▶ **Exercise goal**
Copy out the entries below precisely; nothing is to be omitted.

---

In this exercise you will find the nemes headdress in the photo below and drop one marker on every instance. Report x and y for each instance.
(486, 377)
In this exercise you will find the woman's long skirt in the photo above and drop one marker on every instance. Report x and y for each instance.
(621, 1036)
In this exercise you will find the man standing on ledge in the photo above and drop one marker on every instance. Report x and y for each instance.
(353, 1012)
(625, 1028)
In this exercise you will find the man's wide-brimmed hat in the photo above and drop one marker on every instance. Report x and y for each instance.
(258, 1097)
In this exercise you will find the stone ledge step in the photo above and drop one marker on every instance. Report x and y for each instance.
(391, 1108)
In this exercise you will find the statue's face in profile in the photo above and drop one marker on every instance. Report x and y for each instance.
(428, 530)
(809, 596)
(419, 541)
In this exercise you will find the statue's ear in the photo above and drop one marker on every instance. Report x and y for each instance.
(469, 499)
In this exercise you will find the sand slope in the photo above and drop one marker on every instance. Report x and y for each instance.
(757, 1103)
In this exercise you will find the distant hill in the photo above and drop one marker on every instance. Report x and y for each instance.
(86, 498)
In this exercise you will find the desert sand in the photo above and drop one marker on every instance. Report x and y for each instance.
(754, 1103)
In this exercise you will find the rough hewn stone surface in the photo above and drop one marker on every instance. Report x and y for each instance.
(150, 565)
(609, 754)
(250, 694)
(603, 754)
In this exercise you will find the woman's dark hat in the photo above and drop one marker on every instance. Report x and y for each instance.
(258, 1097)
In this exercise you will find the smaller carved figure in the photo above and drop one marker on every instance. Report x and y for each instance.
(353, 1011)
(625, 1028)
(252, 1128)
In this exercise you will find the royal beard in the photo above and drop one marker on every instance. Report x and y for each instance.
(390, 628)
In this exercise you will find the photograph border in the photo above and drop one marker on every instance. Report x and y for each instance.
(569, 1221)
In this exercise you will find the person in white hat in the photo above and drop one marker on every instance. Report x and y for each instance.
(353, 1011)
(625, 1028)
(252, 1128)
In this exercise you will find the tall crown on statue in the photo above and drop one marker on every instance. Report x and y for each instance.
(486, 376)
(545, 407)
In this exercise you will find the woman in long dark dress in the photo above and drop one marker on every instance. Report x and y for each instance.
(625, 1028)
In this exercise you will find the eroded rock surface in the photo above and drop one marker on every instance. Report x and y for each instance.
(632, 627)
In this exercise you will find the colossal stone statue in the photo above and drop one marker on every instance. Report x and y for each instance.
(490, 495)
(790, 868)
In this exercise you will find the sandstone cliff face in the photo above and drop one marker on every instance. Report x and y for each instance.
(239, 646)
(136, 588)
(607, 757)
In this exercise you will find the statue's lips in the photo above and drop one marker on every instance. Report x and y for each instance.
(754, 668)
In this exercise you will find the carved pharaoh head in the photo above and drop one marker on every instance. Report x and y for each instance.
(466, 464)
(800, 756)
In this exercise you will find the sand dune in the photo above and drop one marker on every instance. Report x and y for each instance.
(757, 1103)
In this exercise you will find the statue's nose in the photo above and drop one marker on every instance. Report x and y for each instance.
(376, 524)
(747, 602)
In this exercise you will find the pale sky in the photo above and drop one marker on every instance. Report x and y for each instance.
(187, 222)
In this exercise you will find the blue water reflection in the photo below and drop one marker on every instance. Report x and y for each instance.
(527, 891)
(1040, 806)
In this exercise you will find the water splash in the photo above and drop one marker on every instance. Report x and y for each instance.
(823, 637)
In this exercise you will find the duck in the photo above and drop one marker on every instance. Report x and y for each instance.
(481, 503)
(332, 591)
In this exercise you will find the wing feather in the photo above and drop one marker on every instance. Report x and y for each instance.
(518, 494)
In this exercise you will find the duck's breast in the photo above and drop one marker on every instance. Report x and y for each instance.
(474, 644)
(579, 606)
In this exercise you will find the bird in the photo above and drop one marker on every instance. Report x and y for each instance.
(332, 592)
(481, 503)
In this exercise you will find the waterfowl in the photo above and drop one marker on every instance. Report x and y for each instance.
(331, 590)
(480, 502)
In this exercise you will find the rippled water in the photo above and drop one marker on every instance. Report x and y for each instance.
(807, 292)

---

▶ **Written solution**
In this exercise you will find the nemes headdress in the photo below and drop one marker on every instance. Report x and y for each instance.
(486, 377)
In this exercise you will find the woman's long skirt in the photo above and drop one marker on every instance. Report x and y for each instance.
(621, 1036)
In this exercise you will find the man standing on ledge in the photo above and drop one marker on every instance. Report x and y for each instance.
(353, 1012)
(625, 1028)
In this exercise you will find the man's wide-brimmed hat in the photo above and drop one marker on every instance. Report x and y for each instance.
(258, 1097)
In this exercise you will find the stone ledge step in the photo above and drop one marker on every instance. Report x and y for each instance.
(391, 1108)
In this exercise you will find the statue's face in profile in the photo above and drop one marker on every instance. Report x and y for each instance.
(428, 530)
(809, 596)
(419, 541)
In this exercise you will find the statue's ear in the photo above and drop one marker on every instance. Report x and y for each instance.
(469, 499)
In this exercise you will find the sand slope in the photo above and drop one marker on every instance. Report x and y for each instance.
(757, 1103)
In this exercise you will find the distant hill in the photo above and drop one marker on every instance. Report x and y for each instance.
(86, 498)
In this exercise you will find the desert sand in the photo above and drop one marker on every instance. Report x and y for each instance.
(754, 1103)
In this exercise you will find the rough hewn stone surface in the photo above and drop one marker on every instance. Report x and y for each instance.
(150, 565)
(609, 754)
(250, 694)
(603, 754)
In this exercise you will find the woman's dark hat in the photo above and drop one marker on every instance. Report x and y for each instance.
(258, 1097)
In this exercise you will find the smaller carved figure in the photo above and drop one marker on every instance. Report x and y for each instance.
(353, 1011)
(625, 1028)
(252, 1128)
In this exercise you will find the royal beard in the photo above and drop one marker on every instance. Report x and y for each instance.
(390, 628)
In this exercise you will find the photograph border in the photo above and drop one marker on every instance. Report x and y for each instance.
(569, 1221)
In this exercise you will find the person in white hat in the photo above and drop one marker on every instance. Report x and y for each instance.
(353, 1011)
(625, 1028)
(252, 1128)
In this exercise you will find the tall crown on statue in the photo above and drop one marker on every instance. Report x and y for each instance.
(486, 376)
(545, 407)
In this exercise you will find the woman in long dark dress in the photo above and drop one marker on every instance. Report x and y for each instance.
(625, 1028)
In this exercise you will find the eroded rock surface in the photo above and drop one marker on every instance. Report x and y for each instance.
(632, 627)
In this exercise you will find the colossal stone statue in the photo above and drop one marker on every instance. Report x and y for each instance.
(490, 495)
(790, 868)
In this exercise you will find the sandstone cliff face in the photo above and drop one marker on every instance. Report x and y for each instance.
(239, 646)
(136, 588)
(607, 757)
In this exercise you will find the statue's lips in the photo above and drop one marker on every instance. Report x and y for each instance.
(754, 668)
In this exercise you will find the carved pharaoh head in the photo above and drop one marker on every instance. Report x and y for each instance.
(466, 464)
(800, 756)
In this exercise you will find the sand dune in the photo above and drop one marker on every instance. Report x and y for each instance.
(757, 1103)
In this exercise you will find the statue's nose in the photo above and drop one marker on every instance. Report x and y for each instance.
(376, 524)
(747, 602)
In this exercise you will find the pale sky in the photo above and drop one marker on every instance. Report x and y for each instance.
(187, 222)
In this exercise you will find the blue water reflection in the photo below and drop one marker on every instance. Report x and y for each instance.
(527, 891)
(1040, 806)
In this exercise you will find the water splash in the photo above and drop one marker on every instance. Report x and y for each instance.
(823, 637)
In this exercise you will find the duck in the photo above and drop one marker on every instance. Report x and y for each instance.
(481, 503)
(332, 591)
In this exercise you will find the wing feather in the photo above and drop one marker on every instance. Report x and y for each instance.
(518, 494)
In this exercise you will find the duck's breast in the photo above and drop one marker on every instance. Report x and y for each instance.
(474, 644)
(579, 606)
In this exercise you will find the bird in the photo above and drop one marker on every instance. Report x and y for each instance.
(332, 592)
(481, 503)
In this exercise you will find the waterfowl in the photo above and drop one marker on every instance. Report x and y for each instance.
(331, 590)
(480, 502)
In this exercise you will find the rippled water in the photo above and drop one marker on every instance. Report x and y for each instance.
(807, 292)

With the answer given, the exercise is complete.